▶ [What is required]:
Using the data brief on owner-dependent dental practices, answer:
1. What report number does the brief carry?
2. What share of production by a single dentist is the standard threshold for owner-dependence?
3. What discount range results when buyer-pool reduction is included?

▶ [Provided passage]:
How Much Does Owner-Dependence Reduce a Dental Practice's Sale Price?

Data Brief

Published
May 11, 2026
Edition
PPR-DB-2026-V2
Publisher
Private Practice Research
Cite

Suggested citation
Private Practice Research. (2026). How Much Does Owner-Dependence Reduce a Dental Practice's Sale Price? (Report No. PPR-DB-2026-V2). Private Practice Research. https://privatepracticeresearch.org/reports/owner-dependence-discount


Edition: PPR-DB-2026-V2 Status: DRAFT (pre-publish, awaiting operator review) Prepared by: Private Practice Research Editorial Staff. Data Desk. Published: 2026-05-11 Last Updated: 2026-05-01


PPR Methodology Callout This Data Brief synthesizes broker-published transaction multiples and qualitative observations from named broker principals to quantify the valuation discount applied to owner-dependent dental practices. "Owner-dependence" is operationalized as the share of practice production attributable to a single producing dentist, with single-provider production above 90% serving as the standard threshold across cited sources. Sources include FOCUS Investment Banking, TUSK Practice Sales, Henry Schein Practice Transitions, Professional Transition Strategies (PTS), and DDSmatch. This article does not represent a valuation, does not constitute legal or tax advice, and is not affiliated with any DSO or transition broker. Authorship: Private Practice Research editorial staff.

Executive Summary#

Private Practice Research finds that owner-dependent dental practices, defined as those in which single-provider production exceeds 90% of total practice production, transact at 10-20% below comparably-sized owner-independent practices on a multiple basis per FOCUS Investment Banking 2026. Cross-source aggregation produces a 25-40% range when buyer-pool reduction is included.

▶ [Dataset entries]:
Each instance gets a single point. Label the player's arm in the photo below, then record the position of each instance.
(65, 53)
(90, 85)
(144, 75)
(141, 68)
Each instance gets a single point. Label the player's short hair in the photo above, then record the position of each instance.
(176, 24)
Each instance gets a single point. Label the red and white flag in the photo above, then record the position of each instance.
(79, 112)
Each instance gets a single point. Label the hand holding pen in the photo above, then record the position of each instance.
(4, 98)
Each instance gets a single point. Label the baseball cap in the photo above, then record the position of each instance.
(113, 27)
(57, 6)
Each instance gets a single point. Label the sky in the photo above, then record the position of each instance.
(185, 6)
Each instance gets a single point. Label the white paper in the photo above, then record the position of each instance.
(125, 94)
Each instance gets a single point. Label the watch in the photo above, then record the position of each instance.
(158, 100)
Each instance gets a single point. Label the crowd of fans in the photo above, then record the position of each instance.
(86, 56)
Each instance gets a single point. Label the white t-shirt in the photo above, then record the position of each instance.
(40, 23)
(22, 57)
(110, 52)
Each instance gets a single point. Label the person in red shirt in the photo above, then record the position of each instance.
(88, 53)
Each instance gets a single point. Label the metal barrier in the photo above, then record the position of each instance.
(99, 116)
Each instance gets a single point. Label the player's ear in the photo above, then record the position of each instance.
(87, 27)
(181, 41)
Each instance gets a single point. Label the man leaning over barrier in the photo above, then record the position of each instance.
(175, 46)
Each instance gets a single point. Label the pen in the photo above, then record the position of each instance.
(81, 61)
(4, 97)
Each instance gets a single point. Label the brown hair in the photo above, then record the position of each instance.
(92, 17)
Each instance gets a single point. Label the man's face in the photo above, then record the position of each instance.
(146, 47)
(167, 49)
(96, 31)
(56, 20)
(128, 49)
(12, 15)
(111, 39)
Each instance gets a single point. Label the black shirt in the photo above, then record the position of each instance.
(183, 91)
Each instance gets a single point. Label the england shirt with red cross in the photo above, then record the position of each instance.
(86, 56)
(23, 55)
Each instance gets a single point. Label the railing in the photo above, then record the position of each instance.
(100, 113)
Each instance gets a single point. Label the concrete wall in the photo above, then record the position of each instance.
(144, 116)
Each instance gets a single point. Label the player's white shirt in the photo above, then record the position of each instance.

▶ [Answer box]:
1. PPR-DB-2026-V2
2. Above 90% of practice production
3. 25-40%